▶ **PASSAGE TO READ**:
The Lee County Board of Commissioners approved the hearing examiner's remand recommendation for the proposed Southeast Water Reclamation Facility, a rezoning of about 112 acres from agricultural (AG2) to community facilities planned development, after an extended public record featuring legal and technical objections.
Anthony Rodriguez of the zoning section summarized the remand case (DCI 202300011), noting the board previously remanded the matter following a circuit-court order (Spahn et al v. Lee County) and that the hearing examiner had issued an updated recommendation of approval subject to conditions and deviations. County staff and the applicant were present, and counsel asked that any board motion be based solely on competent, substantial evidence in the record.
Petitioner Marsha Ellis told the board she was bringing historical evidence back to the record dating to 2017 and alleged legal inconsistencies, improper withholding of exhibits and continued construction she said "defied" a judge's order. Ellis urged the board to deny the rezoning on due-process grounds.

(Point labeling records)
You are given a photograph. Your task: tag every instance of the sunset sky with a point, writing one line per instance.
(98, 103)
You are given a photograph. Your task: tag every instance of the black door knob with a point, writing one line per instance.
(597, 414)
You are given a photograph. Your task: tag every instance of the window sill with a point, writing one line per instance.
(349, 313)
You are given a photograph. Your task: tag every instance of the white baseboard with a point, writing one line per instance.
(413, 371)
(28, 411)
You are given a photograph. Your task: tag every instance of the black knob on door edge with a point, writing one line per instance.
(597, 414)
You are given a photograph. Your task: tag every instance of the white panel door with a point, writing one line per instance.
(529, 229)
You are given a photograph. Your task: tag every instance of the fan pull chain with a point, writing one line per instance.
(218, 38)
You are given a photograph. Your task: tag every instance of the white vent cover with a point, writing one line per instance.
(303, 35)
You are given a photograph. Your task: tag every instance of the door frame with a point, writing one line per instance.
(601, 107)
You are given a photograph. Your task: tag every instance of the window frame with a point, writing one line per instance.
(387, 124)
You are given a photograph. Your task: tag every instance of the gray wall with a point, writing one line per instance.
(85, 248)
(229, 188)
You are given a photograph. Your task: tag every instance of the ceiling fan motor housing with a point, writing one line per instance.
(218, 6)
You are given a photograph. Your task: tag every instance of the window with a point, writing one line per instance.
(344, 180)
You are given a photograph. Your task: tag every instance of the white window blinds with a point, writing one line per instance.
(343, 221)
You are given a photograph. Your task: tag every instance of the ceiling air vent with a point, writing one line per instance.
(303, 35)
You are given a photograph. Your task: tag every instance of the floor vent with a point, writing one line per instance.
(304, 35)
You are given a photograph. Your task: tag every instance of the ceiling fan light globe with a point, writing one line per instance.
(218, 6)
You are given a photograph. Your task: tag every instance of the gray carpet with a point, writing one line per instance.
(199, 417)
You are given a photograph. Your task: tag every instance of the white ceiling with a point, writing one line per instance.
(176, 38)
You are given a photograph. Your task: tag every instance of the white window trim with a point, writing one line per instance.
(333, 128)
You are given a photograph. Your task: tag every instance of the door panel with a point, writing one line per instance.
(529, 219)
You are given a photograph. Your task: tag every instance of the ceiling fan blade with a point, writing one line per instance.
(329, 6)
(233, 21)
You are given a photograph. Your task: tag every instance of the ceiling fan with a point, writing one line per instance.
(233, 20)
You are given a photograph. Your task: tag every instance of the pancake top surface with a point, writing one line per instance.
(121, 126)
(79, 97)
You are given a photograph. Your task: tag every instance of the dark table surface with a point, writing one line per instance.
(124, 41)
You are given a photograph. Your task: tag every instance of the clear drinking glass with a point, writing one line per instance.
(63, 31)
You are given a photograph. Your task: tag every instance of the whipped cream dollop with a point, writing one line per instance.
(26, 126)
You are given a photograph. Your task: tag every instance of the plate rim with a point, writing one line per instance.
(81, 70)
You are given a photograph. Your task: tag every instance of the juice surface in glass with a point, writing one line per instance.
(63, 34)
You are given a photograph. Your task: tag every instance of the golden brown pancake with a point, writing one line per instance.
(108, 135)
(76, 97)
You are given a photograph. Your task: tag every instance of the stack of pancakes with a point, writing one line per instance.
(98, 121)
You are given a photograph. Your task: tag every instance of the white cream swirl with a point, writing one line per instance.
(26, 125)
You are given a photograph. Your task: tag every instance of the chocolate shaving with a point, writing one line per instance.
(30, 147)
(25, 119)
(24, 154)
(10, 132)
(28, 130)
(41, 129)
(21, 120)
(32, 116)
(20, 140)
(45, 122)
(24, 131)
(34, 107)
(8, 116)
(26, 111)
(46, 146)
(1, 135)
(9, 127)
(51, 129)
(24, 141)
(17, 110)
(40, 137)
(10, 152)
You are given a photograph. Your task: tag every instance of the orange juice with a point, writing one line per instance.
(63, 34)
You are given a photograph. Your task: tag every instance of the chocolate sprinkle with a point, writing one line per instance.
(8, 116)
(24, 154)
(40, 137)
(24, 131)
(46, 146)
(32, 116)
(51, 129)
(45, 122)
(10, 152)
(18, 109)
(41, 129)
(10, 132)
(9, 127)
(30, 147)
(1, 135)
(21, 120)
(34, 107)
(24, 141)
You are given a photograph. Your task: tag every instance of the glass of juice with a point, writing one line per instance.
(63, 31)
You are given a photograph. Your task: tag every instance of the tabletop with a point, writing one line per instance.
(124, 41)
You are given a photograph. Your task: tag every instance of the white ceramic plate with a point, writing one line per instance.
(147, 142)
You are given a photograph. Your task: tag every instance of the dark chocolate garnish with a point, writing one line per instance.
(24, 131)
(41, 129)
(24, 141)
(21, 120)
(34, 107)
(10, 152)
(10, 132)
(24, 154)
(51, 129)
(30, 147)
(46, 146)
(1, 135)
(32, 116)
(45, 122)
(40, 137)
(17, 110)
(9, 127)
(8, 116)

* * *

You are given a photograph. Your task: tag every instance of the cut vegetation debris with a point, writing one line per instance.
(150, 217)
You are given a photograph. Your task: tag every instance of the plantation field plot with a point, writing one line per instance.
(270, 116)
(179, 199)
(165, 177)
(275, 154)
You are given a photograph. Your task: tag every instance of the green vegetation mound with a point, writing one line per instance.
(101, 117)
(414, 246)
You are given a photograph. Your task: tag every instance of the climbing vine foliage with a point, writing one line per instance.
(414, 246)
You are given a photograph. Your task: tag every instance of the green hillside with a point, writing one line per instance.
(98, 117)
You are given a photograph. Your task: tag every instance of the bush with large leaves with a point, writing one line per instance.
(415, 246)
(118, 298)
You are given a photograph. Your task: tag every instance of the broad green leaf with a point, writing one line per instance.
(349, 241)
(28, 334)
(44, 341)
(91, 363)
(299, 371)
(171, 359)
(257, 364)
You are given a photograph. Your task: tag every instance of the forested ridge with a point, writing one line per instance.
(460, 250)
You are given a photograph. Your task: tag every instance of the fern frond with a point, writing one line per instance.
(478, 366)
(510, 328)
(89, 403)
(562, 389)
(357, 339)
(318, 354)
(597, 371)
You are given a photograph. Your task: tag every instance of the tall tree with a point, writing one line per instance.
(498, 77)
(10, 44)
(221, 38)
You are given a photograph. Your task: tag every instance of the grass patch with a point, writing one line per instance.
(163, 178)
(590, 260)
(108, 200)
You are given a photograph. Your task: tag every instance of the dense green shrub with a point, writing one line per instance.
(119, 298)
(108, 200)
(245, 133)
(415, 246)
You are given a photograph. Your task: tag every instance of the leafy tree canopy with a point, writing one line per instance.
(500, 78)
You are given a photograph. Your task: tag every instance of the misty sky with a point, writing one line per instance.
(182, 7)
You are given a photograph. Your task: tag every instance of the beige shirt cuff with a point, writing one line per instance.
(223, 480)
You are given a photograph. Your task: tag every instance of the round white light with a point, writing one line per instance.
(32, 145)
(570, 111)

* * *

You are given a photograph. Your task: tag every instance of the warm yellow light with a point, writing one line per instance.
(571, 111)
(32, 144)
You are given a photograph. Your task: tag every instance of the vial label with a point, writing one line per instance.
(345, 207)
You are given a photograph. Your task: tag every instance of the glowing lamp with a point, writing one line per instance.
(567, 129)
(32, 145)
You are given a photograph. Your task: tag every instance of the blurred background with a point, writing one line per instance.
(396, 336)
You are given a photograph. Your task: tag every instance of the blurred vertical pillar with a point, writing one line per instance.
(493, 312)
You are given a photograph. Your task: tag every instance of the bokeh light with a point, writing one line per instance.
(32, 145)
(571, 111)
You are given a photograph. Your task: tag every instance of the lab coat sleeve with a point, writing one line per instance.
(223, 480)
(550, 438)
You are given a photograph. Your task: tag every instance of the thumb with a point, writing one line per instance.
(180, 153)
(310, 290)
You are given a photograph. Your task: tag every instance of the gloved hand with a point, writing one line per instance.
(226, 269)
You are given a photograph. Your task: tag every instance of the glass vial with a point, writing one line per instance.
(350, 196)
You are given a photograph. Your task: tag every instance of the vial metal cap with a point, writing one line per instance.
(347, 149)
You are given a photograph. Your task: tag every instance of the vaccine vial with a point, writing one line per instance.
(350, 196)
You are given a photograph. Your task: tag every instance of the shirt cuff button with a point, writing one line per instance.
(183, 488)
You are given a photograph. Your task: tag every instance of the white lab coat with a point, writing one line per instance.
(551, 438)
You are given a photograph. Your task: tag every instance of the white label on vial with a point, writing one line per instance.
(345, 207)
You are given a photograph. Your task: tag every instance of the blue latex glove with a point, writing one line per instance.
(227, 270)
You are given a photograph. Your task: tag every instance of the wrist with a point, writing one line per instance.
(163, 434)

▶ **TASKS TO CARRY OUT**:
(1) How would you render this sentence from the passage on the Lee County rezoning in Spanish: "Ellis urged the board to deny the rezoning on due-process grounds."?
(2) Reproduce the passage on the Lee County rezoning word for word, starting at "The Lee County" and ending at "and technical objections.".

▶ **ANSWERS TO THE EXERCISE**:
(1) Ellis instó a la junta a denegar la recalificación por motivos de debido proceso.

(2)
The Lee County Board of Commissioners approved the hearing examiner's remand recommendation for the proposed Southeast Water Reclamation Facility, a rezoning of about 112 acres from agricultural (AG2) to community facilities planned development, after an extended public record featuring legal and technical objections.